◆ **DESCRIPTION OF THE TASK**:
Locate every line in the items below that contains the word "grass", and copy each of those lines.

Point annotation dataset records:
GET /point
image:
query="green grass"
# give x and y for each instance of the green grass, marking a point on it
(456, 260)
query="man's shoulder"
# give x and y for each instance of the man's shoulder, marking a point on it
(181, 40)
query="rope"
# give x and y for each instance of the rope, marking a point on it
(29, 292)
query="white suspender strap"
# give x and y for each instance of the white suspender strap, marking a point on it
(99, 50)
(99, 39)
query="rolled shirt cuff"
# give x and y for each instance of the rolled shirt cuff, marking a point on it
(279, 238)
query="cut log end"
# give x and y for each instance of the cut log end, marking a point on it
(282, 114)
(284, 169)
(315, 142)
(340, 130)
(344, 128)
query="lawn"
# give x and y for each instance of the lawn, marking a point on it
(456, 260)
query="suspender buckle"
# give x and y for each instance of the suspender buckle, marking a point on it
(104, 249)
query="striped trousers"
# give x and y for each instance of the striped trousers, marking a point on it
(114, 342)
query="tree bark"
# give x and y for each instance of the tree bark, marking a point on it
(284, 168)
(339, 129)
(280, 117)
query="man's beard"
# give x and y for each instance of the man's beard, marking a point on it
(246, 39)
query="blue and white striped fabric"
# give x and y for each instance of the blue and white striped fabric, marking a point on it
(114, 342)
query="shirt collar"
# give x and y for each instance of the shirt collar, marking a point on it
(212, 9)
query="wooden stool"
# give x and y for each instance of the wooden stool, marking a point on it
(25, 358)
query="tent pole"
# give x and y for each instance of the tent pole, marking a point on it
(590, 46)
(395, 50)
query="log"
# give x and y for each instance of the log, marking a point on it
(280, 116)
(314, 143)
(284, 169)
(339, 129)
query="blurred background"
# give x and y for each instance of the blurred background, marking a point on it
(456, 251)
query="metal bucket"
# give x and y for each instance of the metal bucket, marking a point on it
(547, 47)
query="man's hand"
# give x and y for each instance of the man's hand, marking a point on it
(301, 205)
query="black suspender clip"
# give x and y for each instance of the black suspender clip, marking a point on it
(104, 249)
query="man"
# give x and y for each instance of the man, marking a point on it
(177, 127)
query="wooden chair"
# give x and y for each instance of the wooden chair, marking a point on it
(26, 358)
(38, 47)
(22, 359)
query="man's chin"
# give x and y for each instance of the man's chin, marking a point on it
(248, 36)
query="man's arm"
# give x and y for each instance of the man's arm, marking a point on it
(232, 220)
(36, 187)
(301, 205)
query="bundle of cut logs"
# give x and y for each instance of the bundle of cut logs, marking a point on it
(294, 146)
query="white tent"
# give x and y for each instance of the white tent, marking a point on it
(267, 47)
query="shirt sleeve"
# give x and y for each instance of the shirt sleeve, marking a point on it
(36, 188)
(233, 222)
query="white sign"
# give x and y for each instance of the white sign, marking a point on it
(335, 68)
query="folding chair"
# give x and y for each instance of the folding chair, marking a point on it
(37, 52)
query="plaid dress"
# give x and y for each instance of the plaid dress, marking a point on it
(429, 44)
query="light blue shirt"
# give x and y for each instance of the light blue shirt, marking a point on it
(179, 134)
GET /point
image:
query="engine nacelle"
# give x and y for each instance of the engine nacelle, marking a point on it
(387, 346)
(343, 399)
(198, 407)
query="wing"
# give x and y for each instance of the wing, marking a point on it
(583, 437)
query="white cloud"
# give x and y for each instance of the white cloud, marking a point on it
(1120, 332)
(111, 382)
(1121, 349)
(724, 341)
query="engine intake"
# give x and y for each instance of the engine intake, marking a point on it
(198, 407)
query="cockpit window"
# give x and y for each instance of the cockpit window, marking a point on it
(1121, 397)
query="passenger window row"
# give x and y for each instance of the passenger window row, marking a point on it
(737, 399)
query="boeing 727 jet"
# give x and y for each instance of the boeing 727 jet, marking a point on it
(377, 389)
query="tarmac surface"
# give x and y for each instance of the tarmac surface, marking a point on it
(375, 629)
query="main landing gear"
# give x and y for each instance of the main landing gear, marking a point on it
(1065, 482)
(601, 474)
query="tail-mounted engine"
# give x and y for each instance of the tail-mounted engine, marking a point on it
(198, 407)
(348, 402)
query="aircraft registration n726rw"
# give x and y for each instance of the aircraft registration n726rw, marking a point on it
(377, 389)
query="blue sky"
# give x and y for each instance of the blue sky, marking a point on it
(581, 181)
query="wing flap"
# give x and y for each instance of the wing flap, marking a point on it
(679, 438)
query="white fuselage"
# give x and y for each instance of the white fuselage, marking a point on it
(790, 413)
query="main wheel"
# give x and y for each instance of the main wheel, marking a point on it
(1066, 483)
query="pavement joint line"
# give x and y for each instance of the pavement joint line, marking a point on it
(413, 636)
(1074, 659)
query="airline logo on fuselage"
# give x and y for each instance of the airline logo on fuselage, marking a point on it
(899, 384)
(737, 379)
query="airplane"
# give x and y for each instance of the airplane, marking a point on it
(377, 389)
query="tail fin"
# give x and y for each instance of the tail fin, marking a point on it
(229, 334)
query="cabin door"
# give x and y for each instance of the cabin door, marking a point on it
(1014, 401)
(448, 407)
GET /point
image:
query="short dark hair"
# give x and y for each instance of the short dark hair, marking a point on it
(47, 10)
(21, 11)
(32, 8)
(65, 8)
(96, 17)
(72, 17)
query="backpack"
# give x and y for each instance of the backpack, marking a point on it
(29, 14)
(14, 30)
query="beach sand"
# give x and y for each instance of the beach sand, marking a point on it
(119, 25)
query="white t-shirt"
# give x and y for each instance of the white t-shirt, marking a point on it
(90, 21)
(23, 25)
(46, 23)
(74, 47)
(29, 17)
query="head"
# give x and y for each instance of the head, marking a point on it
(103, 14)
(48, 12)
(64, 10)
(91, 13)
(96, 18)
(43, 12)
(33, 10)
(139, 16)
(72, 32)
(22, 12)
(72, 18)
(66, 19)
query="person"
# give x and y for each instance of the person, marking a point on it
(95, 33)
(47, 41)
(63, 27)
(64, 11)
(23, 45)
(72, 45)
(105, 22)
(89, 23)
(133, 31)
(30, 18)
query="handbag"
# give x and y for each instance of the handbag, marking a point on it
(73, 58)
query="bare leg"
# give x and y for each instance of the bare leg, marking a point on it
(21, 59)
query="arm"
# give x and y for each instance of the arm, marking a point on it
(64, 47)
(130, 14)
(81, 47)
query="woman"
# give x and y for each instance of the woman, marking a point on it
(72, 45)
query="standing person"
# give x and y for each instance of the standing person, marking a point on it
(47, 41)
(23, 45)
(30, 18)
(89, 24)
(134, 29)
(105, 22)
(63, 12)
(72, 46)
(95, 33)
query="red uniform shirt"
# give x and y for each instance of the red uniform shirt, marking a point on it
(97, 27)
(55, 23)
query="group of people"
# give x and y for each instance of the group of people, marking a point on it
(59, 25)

◆ **SOLUTION TO THIS TASK**:
query="green grass"
# give x and y for each instance of the green grass, marking a point on it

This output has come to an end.